▶ [Extrait cité]
Le 15 septembre 2021, Clément Sans est devenu moine zen, ordonné sous le nom de Tozan (« la montagne des pêches »). Chaque mois, il nous envoie une lettre qui nous fait partager ses réflexions et son quotidien singulier et presque hors du temps. Après deux ans passés au temple Antai-ji, dans les montagnes du nord de l’île Honshu, il rejoint Kyoto, où il intègre un nouveau temple.

Lettre de juillet 2022. Le soleil assomme l’ancienne capitale impériale. La saison des pluies, toujours plus brève et intense d’année en année, est presque déjà terminée. L’humidité donne à la chaleur son caractère étouffant et les habitants de Kyoto se réfugient dès le matin dans les montagnes qui encerclent la ville, cherchant fraîcheur et répit dans l’ombre des cèdres. Le bruit assourdissant des cigales couvre le petit matin, les lucioles strient d’une lumière verte l’air du soir. C’est certain, nous sommes au cœur de l’été japonais.

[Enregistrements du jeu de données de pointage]
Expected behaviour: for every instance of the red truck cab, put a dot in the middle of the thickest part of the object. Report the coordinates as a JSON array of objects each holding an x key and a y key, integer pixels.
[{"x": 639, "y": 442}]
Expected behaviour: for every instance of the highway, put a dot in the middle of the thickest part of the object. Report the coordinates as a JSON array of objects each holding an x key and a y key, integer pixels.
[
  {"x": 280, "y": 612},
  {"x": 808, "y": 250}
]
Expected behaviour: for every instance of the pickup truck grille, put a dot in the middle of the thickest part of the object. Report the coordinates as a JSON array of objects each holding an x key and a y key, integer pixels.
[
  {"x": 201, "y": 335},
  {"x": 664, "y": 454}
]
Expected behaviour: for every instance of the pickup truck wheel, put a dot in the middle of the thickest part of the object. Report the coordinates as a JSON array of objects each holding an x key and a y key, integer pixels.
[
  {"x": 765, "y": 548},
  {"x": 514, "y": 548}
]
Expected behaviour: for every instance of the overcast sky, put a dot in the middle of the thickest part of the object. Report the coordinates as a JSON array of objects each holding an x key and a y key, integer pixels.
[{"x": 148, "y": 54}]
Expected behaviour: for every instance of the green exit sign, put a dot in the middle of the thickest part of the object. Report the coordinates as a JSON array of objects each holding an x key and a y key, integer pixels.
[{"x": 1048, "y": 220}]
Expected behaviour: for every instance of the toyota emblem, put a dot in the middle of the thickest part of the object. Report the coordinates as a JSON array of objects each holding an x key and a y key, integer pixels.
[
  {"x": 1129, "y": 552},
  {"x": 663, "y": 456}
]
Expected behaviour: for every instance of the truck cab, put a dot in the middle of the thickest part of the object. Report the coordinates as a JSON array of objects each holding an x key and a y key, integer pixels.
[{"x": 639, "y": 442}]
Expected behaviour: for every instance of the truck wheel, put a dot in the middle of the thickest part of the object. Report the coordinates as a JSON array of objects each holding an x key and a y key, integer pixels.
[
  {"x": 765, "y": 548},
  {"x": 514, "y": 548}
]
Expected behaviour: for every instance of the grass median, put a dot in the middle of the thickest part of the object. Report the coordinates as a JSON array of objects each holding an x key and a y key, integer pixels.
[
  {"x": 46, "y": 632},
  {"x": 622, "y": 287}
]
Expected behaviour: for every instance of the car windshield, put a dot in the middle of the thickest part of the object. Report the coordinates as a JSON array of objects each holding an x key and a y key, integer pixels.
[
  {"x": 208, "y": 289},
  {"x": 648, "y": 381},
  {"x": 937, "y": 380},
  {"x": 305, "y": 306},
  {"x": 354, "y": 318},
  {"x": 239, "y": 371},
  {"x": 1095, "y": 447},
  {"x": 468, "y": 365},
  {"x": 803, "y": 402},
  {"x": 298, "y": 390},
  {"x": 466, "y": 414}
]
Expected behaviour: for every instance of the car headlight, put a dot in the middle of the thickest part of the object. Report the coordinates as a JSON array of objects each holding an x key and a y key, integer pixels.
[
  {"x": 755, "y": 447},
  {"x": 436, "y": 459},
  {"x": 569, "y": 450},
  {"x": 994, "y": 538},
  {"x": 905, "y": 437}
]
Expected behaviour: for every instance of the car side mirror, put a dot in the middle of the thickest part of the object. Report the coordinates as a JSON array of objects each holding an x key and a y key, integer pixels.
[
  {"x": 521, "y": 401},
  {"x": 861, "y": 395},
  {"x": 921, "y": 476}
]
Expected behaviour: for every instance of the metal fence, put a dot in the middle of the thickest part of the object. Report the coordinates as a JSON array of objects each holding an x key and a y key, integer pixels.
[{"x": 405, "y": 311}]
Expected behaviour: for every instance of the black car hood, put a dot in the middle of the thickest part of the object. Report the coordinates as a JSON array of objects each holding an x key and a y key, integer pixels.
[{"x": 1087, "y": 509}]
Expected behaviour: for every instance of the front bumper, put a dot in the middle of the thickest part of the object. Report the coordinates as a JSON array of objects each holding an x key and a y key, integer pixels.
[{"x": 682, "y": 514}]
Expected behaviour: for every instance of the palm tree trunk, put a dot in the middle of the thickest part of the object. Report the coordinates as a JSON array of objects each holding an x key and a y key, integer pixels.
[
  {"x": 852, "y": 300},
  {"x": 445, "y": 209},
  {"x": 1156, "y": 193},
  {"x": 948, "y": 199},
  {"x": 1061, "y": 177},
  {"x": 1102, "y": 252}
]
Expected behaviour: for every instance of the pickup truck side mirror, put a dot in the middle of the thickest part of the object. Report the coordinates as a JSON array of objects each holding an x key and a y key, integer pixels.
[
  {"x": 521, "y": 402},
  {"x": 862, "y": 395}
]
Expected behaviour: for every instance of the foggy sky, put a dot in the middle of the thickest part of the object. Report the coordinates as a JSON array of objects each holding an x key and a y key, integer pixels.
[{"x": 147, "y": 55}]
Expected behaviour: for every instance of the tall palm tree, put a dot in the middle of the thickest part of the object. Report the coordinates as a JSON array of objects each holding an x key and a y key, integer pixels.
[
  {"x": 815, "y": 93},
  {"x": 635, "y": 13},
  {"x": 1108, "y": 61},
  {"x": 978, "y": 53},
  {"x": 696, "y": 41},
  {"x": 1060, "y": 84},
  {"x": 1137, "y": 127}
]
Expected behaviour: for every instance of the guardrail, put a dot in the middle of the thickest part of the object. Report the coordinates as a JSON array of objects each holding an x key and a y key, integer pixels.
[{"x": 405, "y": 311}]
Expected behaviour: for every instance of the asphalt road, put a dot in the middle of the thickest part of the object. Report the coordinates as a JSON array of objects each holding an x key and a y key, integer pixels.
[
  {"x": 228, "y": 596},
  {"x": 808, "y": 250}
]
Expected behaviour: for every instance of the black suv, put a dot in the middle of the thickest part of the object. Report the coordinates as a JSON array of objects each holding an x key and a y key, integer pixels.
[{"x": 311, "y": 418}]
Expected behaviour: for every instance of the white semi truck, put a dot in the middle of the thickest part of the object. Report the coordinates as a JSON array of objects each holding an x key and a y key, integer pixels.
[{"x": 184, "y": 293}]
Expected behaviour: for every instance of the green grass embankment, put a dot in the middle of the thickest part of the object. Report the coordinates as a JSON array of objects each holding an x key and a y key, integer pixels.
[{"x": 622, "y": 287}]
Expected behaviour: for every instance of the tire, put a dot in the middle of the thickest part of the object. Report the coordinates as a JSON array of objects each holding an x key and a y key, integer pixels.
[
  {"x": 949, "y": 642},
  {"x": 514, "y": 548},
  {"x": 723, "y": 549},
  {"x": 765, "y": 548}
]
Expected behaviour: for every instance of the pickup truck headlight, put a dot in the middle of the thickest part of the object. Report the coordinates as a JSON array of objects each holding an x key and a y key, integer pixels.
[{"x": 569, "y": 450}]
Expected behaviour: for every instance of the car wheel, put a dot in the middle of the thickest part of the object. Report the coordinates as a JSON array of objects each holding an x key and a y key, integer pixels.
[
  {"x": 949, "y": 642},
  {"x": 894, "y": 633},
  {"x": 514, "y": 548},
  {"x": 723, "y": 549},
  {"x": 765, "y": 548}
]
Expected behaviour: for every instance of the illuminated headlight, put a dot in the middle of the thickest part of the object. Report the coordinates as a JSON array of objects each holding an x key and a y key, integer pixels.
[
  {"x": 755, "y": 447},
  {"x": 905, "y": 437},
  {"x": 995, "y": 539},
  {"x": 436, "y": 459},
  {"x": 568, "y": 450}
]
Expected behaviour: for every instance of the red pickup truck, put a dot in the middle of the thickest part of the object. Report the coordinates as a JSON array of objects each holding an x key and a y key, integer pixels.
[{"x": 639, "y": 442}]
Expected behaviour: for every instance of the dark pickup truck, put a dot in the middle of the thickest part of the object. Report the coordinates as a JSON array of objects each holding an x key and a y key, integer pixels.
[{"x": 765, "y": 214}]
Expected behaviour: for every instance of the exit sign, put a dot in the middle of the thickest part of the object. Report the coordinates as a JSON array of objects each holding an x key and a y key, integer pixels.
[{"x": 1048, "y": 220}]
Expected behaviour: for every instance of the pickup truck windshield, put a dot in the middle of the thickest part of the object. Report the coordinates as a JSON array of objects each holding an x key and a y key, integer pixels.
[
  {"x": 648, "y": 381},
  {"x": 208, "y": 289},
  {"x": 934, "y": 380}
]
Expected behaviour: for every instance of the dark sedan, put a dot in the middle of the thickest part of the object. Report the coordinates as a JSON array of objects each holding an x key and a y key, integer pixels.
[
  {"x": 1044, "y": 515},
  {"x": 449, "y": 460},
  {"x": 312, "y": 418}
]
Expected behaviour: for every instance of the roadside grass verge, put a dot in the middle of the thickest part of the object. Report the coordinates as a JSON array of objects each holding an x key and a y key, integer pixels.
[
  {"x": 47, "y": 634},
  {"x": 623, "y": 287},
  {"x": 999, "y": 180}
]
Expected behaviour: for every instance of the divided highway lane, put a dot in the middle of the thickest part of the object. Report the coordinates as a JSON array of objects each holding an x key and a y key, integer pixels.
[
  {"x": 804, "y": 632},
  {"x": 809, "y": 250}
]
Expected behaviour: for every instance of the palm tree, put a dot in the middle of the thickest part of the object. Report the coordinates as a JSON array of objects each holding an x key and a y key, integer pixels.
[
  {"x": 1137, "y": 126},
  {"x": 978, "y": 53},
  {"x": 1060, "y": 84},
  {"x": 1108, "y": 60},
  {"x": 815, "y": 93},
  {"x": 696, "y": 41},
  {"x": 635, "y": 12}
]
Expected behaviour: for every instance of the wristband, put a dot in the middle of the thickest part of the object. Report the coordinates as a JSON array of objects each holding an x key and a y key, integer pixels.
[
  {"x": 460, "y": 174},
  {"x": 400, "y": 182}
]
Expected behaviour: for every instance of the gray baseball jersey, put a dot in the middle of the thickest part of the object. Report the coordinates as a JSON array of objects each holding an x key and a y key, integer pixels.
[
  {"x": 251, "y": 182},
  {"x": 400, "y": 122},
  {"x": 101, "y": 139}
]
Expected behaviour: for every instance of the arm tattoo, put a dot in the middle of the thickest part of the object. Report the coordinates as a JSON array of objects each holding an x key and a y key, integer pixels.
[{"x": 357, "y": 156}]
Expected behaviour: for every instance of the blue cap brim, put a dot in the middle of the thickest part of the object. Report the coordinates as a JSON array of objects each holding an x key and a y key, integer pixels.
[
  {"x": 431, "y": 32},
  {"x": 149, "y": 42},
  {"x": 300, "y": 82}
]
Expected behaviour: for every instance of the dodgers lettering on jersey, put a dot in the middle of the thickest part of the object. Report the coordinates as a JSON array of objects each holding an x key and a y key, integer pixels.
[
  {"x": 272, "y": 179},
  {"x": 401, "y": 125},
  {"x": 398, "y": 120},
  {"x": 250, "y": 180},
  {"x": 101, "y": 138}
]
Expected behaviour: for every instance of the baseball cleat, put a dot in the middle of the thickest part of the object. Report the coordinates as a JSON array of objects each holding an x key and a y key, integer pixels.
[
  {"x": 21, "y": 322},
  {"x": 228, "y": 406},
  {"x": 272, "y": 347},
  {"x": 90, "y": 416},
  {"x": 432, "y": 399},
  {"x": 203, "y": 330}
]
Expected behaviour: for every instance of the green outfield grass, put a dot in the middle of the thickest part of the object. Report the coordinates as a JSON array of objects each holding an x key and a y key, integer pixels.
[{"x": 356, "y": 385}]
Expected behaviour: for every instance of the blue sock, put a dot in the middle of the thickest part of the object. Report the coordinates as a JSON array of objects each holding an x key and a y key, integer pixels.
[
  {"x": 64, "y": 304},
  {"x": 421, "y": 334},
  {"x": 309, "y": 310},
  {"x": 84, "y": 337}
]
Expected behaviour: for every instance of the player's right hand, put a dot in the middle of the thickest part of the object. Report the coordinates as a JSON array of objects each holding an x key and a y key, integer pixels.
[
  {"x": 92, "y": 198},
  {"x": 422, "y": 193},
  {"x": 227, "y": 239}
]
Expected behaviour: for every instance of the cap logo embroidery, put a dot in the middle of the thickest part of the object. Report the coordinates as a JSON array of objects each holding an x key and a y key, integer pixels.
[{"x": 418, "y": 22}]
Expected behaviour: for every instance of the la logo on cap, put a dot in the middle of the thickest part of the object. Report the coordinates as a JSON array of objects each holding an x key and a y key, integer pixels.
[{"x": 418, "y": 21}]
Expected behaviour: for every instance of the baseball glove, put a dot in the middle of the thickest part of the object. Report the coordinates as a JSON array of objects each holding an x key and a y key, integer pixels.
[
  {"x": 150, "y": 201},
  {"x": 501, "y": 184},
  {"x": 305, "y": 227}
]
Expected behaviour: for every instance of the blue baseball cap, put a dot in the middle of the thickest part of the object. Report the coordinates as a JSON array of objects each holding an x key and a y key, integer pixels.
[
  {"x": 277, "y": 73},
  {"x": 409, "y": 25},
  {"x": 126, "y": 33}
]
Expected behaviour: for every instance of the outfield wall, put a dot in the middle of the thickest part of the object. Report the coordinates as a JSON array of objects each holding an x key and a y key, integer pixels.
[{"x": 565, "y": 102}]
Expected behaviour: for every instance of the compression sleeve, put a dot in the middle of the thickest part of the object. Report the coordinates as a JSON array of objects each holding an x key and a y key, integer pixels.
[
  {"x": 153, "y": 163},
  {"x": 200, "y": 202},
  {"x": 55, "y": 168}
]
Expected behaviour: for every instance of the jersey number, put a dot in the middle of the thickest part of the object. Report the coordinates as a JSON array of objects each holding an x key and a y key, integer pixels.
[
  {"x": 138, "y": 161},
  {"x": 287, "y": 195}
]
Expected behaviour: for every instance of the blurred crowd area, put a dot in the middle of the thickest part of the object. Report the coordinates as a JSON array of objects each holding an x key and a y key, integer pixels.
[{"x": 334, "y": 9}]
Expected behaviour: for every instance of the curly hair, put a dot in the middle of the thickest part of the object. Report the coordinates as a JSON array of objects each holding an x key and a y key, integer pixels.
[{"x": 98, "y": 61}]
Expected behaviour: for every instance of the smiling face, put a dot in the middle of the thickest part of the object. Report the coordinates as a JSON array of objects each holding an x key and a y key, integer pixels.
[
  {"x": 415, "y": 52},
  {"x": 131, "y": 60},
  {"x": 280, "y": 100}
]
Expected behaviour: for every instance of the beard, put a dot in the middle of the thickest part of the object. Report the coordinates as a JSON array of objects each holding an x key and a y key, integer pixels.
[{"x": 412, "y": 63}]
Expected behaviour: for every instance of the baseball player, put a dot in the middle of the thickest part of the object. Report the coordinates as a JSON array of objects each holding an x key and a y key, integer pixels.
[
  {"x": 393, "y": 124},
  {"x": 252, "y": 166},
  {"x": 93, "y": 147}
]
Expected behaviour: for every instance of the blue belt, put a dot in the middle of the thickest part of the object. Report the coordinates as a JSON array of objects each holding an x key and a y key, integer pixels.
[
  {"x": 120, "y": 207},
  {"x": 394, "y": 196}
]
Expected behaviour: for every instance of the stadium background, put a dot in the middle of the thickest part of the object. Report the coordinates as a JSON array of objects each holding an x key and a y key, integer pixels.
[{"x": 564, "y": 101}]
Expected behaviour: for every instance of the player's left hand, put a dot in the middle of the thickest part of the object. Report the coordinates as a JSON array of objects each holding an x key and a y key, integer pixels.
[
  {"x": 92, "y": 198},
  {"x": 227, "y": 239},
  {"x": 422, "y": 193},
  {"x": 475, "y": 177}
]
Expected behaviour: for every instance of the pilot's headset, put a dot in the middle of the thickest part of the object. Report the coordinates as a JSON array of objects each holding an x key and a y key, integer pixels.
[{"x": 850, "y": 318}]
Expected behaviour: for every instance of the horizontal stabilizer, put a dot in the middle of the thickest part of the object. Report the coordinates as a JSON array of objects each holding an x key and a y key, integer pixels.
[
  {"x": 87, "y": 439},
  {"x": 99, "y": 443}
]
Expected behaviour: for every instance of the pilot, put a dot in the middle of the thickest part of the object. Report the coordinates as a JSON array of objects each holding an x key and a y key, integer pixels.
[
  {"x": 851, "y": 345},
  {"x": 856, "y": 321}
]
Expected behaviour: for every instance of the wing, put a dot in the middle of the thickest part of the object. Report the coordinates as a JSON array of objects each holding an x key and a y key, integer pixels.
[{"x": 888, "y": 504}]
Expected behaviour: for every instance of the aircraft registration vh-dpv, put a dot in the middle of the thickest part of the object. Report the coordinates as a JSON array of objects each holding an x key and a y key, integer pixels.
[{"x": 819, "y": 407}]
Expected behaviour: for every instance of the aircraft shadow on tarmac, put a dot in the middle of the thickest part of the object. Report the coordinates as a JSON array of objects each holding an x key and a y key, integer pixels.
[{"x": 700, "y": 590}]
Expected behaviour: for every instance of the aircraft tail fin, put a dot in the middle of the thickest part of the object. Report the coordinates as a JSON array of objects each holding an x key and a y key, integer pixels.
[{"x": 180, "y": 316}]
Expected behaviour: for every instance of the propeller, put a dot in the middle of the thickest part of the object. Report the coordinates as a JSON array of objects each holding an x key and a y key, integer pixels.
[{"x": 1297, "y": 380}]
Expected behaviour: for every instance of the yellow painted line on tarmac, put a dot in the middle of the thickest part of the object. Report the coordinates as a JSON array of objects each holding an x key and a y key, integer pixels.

▶ [Consigne]
Prolongez la lettre de juillet 2022 écrite depuis Kyoto à partir de sa dernière phrase.

▶ [Résultat]
Depuis mon retour à Kyoto, j’ai dû renouer avec une vie plus turbulente, loin du calme des profondes forêts où j’ai réalisé mon noviciat de moine. Je vis désormais au flanc d’une de ces nombreuses montagnes sacrées qui protègent la ville, dans un petit logement indépendant, et déjà me voilà engagé dans le grand jeu de la société ordinaire. Déclaration de déménagement, assurance santé, impôts, Internet et téléphone… Je n’avais pas utilisé d’argent durant deux longues années, et me voilà à signer des contrats aux noms plus exotiques qu’un mantra bouddhique.

Un zen enraciné dans le réel

Pourquoi est-il nécessaire d’avoir un rayon de supermarché proposant une vingtaine de mayonnaises différentes ? Pourquoi faut-il un smartphone pour ouvrir un compte bancaire ? Je quittais un univers gouverné par le vent et la culture du riz, un monde réglé par la discipline de la méditation et les dévotions au Bouddha, où tout me paraissait simple, logique, élémentaire, pour me retrouver coincé dans ce labyrinthe d’absurdités modernes, comme une sorte de mauvais jeu pris trop au sérieux.

« Le temple, c’est votre vie tout entière »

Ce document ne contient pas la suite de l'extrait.